:: PAGE EXTRACT ::
-- start --

A second aspect of the engine speed controller for the soil modifying machine according to the present invention has a constitution including
mixers for mixing soil to be modified and at least one of working machines for mixing around the mixers, which are provided at the soil modifying machine,
operation means for outputting operation signals to activate and deactivate the mixers and each of the working machines, a pump having a plurality of hydraulic pumps for supplying pressure oil to each of a plurality of groups into which a plurality of hydraulic actuators driving the mixers and the working machines are divided, and driven by an engine, governor control means for controlling engine speed based on an inputted command value, and
a controller for totaling pressure oil flow rates required by the hydraulic actuators operated based on the operation signals according to a plurality of the groups, computing a command value corresponding to engine speed according to a maximum required flow rate out of the totaled values, and outputting it to the governor control means.
According to the above constitution, based on the operation signals outputted from the operation means, the required flow rates of each of the groups are totaled, and the rotational speed of the engine for driving a plurality of hydraulic pumps for driving each of the groups is controlled according to the maximum value of a plurality of totaled values. As a result, each of the hydraulic pumps can secure the flow rate required by each of the groups, the mixers and the peripheral working machines which are to be operated can be surely operated. In addition, since the engine speed is controlled according to the kind of mixers and working machines to be operated, the engine speed controller for the soil modifying machine with noise and vibration being reduced with excellent fuel economy can be obtained.

-- end --

:: REQUEST ::
Please reproduce the stretch from "According to the above" through "can be obtained." in the engine speed controller text, swapping "fuel economy" for "fuel efficiency". Work only from the engine speed controller text.

:: DATASET EXTRACT ::
-- start --

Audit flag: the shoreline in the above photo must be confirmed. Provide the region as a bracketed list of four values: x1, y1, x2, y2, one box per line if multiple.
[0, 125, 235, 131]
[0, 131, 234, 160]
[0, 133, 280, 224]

-- end --

:: RESULT ::
According to the above constitution, based on the operation signals outputted from the operation means, the required flow rates of each of the groups are totaled, and the rotational speed of the engine for driving a plurality of hydraulic pumps for driving each of the groups is controlled according to the maximum value of a plurality of totaled values. As a result, each of the hydraulic pumps can secure the flow rate required by each of the groups, the mixers and the peripheral working machines which are to be operated can be surely operated. In addition, since the engine speed is controlled according to the kind of mixers and working machines to be operated, the engine speed controller for the soil modifying machine with noise and vibration being reduced with excellent fuel efficiency can be obtained.